**Exercise directions**
Rewrite every line of the rows below as a Markdown table with two columns, Line No. and Text, skipping blank lines and leaving out the pictures.

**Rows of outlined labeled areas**
►

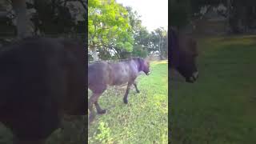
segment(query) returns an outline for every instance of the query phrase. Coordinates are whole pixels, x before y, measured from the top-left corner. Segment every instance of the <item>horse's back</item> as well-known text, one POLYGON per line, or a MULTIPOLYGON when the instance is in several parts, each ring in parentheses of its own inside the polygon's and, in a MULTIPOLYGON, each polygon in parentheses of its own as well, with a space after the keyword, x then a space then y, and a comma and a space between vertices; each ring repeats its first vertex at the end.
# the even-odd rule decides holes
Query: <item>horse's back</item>
POLYGON ((78 62, 66 49, 60 40, 38 38, 1 52, 0 120, 18 138, 44 138, 58 127, 70 90, 68 69, 78 62))

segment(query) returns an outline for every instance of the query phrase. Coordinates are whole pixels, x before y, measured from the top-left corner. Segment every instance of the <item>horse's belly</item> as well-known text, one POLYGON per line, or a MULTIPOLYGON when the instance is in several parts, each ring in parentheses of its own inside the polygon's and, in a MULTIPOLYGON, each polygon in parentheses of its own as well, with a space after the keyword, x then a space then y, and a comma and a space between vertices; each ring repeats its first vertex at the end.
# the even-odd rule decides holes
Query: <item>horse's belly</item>
POLYGON ((114 85, 119 86, 119 85, 125 84, 125 83, 126 83, 128 82, 129 82, 129 77, 128 76, 115 75, 111 86, 114 86, 114 85))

◄

**Reply**
| Line No. | Text |
|---|---|
| 1 | segment(query) returns an outline for every instance of the query phrase. Coordinates are whole pixels, x before y, measured from the top-left corner. Segment every instance of the <item>horse's back</item> as well-known text, one POLYGON per line, or a MULTIPOLYGON when the instance is in several parts, each ring in parentheses of its own inside the polygon's and, in a MULTIPOLYGON, each polygon in parentheses of its own as well, with a space after the keyword, x then a space then y, and a comma and a space between vertices; each ring repeats its first vertex at the end. |
| 2 | # the even-odd rule decides holes |
| 3 | Query: <item>horse's back</item> |
| 4 | POLYGON ((78 62, 66 49, 60 40, 38 38, 1 52, 0 120, 18 138, 44 138, 58 127, 70 90, 68 69, 78 62)) |
| 5 | segment(query) returns an outline for every instance of the query phrase. Coordinates are whole pixels, x before y, measured from the top-left corner. Segment every instance of the <item>horse's belly</item> as well-known text, one POLYGON per line, or a MULTIPOLYGON when the instance is in several parts, each ring in parentheses of its own inside the polygon's and, in a MULTIPOLYGON, each polygon in parentheses of its own as well, with a space after the keyword, x then a space then y, and a comma and a space between vertices; each ring repeats its first vertex at the end. |
| 6 | # the even-odd rule decides holes |
| 7 | Query: <item>horse's belly</item> |
| 8 | POLYGON ((114 85, 119 86, 119 85, 125 84, 125 83, 126 83, 128 82, 129 82, 129 77, 128 76, 115 75, 111 86, 114 86, 114 85)) |